BEGIN Excerpted data

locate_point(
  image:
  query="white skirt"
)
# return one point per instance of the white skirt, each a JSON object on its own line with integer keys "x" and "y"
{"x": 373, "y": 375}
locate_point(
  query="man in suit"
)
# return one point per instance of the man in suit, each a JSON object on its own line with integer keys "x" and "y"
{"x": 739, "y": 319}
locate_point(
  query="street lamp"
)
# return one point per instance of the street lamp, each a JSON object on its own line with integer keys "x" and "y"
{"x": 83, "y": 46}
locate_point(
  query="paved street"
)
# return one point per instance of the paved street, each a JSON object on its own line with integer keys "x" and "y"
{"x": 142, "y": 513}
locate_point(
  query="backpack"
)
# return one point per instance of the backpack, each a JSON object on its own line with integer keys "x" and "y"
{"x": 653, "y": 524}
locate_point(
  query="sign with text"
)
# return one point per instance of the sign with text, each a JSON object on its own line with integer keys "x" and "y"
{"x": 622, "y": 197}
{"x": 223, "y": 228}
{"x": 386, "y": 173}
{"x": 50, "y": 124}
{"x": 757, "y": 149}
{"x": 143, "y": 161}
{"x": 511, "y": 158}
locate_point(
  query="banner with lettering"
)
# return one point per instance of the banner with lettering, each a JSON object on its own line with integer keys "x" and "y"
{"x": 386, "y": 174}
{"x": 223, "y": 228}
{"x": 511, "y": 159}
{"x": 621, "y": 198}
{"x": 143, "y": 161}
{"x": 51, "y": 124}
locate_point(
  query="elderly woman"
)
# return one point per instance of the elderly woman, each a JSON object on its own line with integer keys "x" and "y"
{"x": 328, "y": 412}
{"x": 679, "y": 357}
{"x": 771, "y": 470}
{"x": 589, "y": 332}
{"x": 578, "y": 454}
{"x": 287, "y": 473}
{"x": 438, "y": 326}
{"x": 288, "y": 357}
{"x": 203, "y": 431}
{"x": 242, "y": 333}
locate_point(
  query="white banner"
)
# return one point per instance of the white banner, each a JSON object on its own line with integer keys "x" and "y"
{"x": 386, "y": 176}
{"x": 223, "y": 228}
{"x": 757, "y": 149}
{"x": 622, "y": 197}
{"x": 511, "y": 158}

END Excerpted data

Rescale the records above by writing out every line again, requests included, with each x and y coordinate in the answers multiplied by 0.75 and rounded to a whole number, halves rounded up. Leave the requests and their format descriptions unchanged.

locate_point(
  image:
  query="white skirt"
)
# return one point per instance of the white skirt, each a JSON object on its own line with integer keys "x" and "y"
{"x": 280, "y": 281}
locate_point(
  query="man in suit"
)
# return one point per instance of the man in suit, each a JSON object on its own line with integer keys "x" and "y"
{"x": 554, "y": 239}
locate_point(
  query="street lamp"
)
# return one point per instance of the street lamp, each a JSON object on its own line with integer keys "x" and "y"
{"x": 62, "y": 35}
locate_point(
  query="paved street"
)
# return one point per instance of the paved street, each a JSON object on its own line with integer keys "x" and "y"
{"x": 107, "y": 385}
locate_point(
  query="backpack"
)
# return one point per instance of the backpack, each a JSON object on its own line with integer keys "x" and "y"
{"x": 490, "y": 393}
locate_point(
  query="sign with text"
)
# return one point per instance of the sign with text, each a JSON object on its own line with integer keys "x" and "y"
{"x": 467, "y": 148}
{"x": 167, "y": 171}
{"x": 290, "y": 130}
{"x": 38, "y": 93}
{"x": 568, "y": 112}
{"x": 107, "y": 121}
{"x": 383, "y": 119}
locate_point(
  query="banner with lettering"
)
# return one point per instance of the banner with lettering, each a JSON object on its own line with integer keys "x" and "y"
{"x": 290, "y": 131}
{"x": 167, "y": 171}
{"x": 383, "y": 119}
{"x": 466, "y": 149}
{"x": 107, "y": 121}
{"x": 38, "y": 93}
locate_point(
  query="elderly woman"
)
# return one point per instance of the elderly woman, each a JSON object on its own line with integer keys "x" and "y"
{"x": 246, "y": 309}
{"x": 509, "y": 268}
{"x": 578, "y": 353}
{"x": 442, "y": 249}
{"x": 434, "y": 341}
{"x": 215, "y": 355}
{"x": 329, "y": 245}
{"x": 216, "y": 268}
{"x": 152, "y": 323}
{"x": 182, "y": 250}
locate_point(
  query="white banner"
)
# return one point per instance of the white banner, each a JSON object on its own line with integer keys "x" and "y"
{"x": 290, "y": 132}
{"x": 167, "y": 171}
{"x": 568, "y": 112}
{"x": 467, "y": 148}
{"x": 383, "y": 119}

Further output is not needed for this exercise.